_Task statement_.
Please reproduce the passage about Akari and Socks word for word, from "Another problem surfaces" up to and including "with the locals.".

_Excerpted text_.
---+---

A few months later, Akari's mother dies, and Akari finds out that Socks was placed in the garden by her mother. Not long after Akari's mother died, the family moves to Sapporo because her father has been given a lecturer post at a university there. However, they cannot bring Socks along because their dormitory does not allow pets. Akari has to reluctantly entrust Socks to Susumu.

Another problem surfaces when Susumu is accepted into a prestigious music school in Paris. On the day that he is leaving, Akari's father, who was supposed to be on leave that day, is suddenly called back to the hospital for an "emergency" operation. This causes Akari to be late in seeing Susumu off. The "emergency" operation turns out to be a minor one, and he resigns after feeling guilty about disappointing his daughter. The family later moves back to their old home in Hakodate, and Socks comes back to stay with them. Akari's father sets up a clinic in the home, which proves to be popular with the locals.

---+---

_Provided records_.
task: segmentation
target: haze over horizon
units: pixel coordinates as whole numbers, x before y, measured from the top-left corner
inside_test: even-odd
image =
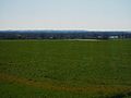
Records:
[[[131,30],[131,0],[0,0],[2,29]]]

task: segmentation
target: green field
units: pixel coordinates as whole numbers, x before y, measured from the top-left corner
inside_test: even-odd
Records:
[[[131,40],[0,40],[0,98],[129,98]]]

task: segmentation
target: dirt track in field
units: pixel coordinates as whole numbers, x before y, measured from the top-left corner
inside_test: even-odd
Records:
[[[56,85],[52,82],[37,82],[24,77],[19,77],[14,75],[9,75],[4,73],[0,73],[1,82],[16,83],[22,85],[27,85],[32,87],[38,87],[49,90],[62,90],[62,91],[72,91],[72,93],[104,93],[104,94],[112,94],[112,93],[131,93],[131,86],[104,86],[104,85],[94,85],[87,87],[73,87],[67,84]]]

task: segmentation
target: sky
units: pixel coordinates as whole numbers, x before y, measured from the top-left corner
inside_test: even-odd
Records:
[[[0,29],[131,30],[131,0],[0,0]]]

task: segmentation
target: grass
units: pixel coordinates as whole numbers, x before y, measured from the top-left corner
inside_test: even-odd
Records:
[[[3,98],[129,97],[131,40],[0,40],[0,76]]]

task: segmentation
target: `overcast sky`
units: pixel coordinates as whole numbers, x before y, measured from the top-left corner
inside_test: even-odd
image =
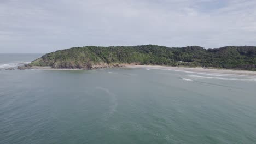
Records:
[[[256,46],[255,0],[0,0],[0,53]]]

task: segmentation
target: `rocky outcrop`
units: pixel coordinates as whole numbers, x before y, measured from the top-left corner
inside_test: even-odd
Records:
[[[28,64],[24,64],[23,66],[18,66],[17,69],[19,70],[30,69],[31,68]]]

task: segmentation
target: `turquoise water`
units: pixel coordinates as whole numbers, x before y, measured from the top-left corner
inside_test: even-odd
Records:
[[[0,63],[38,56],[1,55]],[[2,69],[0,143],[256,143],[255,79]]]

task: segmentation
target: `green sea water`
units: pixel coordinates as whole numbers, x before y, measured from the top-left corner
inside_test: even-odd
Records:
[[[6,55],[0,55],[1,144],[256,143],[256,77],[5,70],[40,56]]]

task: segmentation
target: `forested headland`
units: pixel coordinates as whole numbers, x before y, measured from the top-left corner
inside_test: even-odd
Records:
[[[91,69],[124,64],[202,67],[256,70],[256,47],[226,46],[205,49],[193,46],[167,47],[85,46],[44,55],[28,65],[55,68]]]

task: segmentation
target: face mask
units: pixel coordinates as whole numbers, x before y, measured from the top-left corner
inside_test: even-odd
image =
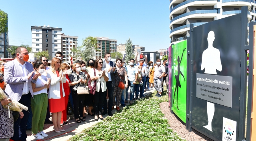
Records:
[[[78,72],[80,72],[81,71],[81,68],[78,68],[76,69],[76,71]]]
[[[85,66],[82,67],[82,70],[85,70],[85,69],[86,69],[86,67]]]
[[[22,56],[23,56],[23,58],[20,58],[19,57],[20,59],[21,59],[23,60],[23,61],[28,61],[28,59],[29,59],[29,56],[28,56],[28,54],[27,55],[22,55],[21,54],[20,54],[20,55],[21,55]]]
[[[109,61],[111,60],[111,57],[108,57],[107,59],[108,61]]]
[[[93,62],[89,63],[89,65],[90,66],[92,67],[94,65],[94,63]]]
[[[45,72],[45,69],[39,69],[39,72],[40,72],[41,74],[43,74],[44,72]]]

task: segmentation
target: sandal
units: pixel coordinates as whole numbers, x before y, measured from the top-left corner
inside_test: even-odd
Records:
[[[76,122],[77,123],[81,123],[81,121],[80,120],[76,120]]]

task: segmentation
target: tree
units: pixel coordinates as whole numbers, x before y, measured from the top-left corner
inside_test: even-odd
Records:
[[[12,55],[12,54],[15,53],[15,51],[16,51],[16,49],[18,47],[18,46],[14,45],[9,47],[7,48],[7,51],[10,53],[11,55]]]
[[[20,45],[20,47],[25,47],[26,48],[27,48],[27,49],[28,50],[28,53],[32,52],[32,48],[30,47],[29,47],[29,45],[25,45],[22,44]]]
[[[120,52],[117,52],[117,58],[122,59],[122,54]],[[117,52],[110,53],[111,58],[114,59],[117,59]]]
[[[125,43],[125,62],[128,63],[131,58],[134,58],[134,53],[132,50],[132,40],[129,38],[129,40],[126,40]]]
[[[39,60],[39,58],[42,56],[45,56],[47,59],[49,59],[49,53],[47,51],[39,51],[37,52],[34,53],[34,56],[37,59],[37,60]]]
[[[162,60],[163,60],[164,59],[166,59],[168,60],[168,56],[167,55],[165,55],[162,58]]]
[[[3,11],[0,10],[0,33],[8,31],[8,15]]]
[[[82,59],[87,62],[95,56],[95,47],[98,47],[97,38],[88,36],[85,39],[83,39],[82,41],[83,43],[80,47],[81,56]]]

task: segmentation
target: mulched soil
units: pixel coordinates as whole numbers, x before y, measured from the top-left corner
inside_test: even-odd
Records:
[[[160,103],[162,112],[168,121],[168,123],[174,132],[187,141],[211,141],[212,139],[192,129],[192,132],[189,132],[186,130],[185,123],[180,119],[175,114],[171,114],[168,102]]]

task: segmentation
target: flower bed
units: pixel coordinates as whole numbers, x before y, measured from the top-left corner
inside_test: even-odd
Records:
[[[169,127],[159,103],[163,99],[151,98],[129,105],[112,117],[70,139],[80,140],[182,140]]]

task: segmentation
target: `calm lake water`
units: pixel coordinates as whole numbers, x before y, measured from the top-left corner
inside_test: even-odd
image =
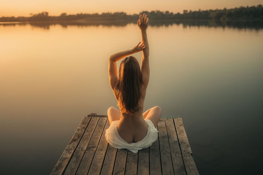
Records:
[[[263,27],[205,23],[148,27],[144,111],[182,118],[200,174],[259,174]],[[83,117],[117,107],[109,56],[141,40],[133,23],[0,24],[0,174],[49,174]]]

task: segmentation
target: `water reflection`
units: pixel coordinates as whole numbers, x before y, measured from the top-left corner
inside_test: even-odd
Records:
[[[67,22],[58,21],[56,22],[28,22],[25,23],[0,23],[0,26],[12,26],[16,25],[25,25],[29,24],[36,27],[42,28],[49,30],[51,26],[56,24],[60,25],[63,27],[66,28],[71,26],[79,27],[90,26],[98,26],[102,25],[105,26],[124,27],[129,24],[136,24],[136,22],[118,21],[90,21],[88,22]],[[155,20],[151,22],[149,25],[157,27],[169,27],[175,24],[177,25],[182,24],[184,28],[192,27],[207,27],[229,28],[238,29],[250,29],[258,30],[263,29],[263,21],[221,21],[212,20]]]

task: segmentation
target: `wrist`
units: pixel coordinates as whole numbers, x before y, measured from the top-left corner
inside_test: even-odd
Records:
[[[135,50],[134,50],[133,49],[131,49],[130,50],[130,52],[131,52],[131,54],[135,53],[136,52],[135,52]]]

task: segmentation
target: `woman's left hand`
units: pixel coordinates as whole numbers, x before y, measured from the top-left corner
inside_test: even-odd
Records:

---+---

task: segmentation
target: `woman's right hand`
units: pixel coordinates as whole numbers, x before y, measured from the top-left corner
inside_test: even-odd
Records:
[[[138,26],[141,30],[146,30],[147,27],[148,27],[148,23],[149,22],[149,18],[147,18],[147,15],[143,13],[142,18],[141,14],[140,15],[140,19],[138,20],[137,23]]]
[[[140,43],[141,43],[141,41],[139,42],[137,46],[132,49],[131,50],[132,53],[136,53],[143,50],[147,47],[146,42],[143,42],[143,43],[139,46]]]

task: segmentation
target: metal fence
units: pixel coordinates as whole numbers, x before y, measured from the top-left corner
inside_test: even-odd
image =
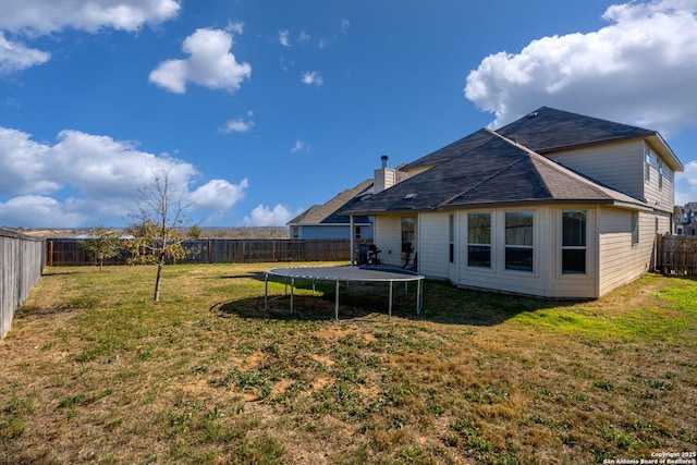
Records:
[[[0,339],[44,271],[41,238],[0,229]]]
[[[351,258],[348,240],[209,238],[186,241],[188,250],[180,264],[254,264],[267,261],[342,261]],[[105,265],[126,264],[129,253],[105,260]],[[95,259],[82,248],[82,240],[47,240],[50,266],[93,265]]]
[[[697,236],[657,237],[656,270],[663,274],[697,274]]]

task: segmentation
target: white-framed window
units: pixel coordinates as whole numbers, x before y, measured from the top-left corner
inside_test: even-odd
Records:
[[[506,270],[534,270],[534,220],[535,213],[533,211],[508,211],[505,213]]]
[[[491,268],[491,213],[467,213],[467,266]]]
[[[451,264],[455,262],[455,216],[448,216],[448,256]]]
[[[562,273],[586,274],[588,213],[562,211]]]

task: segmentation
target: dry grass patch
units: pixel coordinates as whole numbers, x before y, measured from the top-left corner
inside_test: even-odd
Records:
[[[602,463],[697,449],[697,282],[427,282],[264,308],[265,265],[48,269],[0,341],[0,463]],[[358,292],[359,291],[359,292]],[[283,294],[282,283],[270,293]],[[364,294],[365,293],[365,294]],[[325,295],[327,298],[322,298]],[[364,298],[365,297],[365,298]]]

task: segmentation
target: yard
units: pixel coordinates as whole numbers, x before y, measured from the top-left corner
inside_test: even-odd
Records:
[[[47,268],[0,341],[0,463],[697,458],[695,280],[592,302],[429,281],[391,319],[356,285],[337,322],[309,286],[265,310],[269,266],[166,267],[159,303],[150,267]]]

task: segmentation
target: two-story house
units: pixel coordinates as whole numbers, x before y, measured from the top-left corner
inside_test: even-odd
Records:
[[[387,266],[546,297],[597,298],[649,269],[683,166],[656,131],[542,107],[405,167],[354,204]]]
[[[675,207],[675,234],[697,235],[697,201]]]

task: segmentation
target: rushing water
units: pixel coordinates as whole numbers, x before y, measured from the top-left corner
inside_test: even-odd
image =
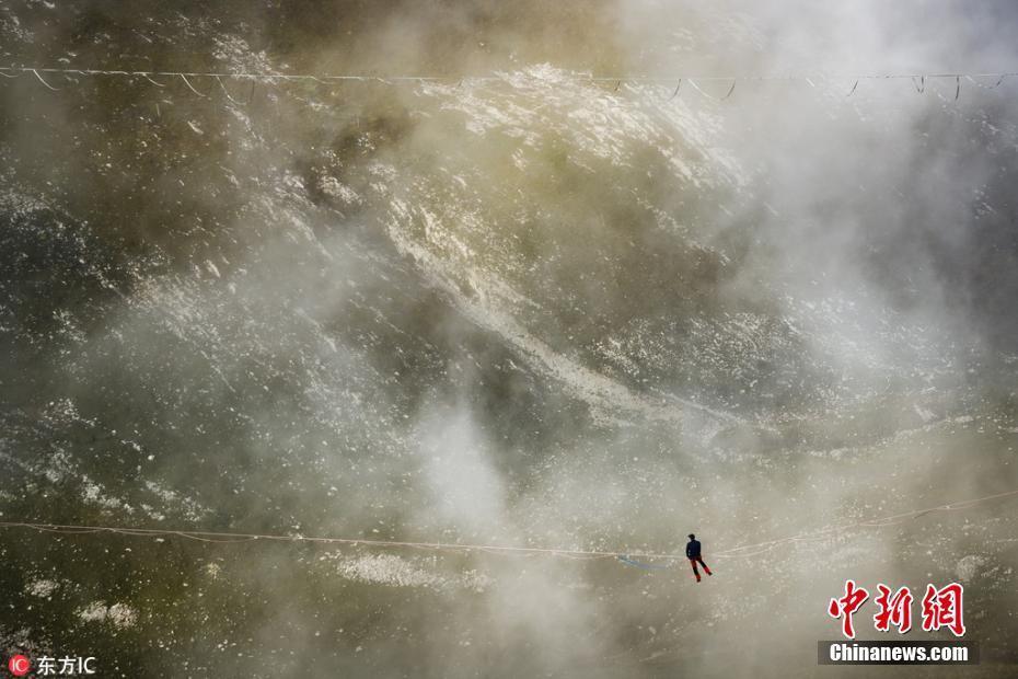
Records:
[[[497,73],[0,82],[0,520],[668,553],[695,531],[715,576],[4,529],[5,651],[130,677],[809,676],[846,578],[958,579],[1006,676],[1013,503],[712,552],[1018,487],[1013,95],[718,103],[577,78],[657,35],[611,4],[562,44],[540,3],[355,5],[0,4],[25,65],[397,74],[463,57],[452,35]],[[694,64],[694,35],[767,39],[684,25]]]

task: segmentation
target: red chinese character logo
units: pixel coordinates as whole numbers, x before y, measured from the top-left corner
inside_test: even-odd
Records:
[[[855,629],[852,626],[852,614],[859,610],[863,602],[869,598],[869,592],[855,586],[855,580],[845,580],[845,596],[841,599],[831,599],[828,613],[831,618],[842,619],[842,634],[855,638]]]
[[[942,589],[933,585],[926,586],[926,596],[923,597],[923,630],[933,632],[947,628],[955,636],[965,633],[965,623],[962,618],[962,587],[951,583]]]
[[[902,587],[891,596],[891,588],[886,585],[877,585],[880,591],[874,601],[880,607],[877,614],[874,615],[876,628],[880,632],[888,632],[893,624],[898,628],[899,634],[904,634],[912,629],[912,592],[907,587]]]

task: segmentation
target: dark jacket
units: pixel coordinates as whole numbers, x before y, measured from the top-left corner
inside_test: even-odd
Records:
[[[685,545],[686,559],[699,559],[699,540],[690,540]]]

---+---

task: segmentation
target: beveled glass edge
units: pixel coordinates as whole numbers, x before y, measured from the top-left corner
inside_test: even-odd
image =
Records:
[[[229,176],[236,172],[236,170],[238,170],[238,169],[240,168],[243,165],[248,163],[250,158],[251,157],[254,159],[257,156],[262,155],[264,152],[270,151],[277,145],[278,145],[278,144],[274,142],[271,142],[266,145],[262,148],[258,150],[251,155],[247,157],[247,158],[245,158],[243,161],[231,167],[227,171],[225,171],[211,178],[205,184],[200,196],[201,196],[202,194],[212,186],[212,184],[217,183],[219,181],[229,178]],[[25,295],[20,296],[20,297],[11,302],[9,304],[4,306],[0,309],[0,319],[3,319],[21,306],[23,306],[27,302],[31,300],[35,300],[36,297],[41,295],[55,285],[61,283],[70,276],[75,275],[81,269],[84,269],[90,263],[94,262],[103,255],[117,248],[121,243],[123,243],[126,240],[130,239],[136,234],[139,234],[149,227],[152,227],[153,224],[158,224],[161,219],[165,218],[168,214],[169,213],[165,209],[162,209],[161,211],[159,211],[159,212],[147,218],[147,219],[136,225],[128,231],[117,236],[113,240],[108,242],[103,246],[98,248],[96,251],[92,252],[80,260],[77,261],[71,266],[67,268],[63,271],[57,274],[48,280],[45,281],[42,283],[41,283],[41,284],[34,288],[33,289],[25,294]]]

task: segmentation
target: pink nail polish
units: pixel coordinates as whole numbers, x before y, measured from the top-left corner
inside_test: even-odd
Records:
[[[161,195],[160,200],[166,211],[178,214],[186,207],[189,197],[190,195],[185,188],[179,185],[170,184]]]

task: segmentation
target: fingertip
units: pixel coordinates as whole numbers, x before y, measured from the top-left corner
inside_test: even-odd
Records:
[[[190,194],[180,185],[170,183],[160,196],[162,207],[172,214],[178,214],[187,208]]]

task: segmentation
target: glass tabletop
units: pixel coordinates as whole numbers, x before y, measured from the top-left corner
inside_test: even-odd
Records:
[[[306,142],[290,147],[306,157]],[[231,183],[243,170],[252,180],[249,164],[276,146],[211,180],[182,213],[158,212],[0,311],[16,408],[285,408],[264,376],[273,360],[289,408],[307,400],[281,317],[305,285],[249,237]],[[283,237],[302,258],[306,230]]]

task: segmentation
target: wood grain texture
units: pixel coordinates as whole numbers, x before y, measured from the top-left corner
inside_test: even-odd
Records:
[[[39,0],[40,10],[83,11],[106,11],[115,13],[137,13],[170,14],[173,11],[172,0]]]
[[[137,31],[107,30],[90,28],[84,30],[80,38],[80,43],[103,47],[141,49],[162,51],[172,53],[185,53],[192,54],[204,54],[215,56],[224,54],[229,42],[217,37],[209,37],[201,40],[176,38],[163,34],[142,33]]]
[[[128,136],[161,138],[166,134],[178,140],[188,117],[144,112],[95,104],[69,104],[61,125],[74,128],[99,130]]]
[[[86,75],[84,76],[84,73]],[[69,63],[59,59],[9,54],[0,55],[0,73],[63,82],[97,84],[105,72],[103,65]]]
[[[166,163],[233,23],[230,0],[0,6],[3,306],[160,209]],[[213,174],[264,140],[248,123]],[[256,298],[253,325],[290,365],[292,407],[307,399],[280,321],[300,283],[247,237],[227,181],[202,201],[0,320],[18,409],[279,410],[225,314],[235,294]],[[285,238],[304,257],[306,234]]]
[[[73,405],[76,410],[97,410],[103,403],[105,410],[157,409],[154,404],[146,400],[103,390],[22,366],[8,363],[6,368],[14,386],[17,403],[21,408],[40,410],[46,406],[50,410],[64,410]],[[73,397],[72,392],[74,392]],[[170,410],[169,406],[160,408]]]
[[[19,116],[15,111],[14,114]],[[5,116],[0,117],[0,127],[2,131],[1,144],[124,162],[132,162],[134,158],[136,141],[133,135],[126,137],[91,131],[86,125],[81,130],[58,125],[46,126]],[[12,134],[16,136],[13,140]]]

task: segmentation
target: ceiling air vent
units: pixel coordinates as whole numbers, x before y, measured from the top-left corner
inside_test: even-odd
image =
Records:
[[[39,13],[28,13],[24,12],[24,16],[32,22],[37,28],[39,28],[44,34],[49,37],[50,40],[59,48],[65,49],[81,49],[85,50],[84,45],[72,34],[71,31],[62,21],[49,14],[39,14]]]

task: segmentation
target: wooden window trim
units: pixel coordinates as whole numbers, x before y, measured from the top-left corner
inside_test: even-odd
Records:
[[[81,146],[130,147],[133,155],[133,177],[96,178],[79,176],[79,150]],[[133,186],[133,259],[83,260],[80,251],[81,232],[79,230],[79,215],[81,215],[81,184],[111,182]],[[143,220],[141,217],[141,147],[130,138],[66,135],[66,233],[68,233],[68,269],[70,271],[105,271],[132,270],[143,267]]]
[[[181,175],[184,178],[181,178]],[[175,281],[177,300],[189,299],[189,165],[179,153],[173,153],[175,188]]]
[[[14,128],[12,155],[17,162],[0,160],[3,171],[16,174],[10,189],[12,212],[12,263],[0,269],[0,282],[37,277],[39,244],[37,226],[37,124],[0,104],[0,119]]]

---+---

_Answer_.
Another problem surfaces when Susumu is accepted into a prestigious music school in Paris. On the day that he is leaving, Akari's father, who was supposed to be on leave that day, is suddenly called back to the hospital for an "emergency" operation. This causes Akari to be late in seeing Susumu off. The "emergency" operation turns out to be a minor one, and he resigns after feeling guilty about disappointing his daughter. The family later moves back to their old home in Hakodate, and Socks comes back to stay with them. Akari's father sets up a clinic in the home, which proves to be popular with the locals.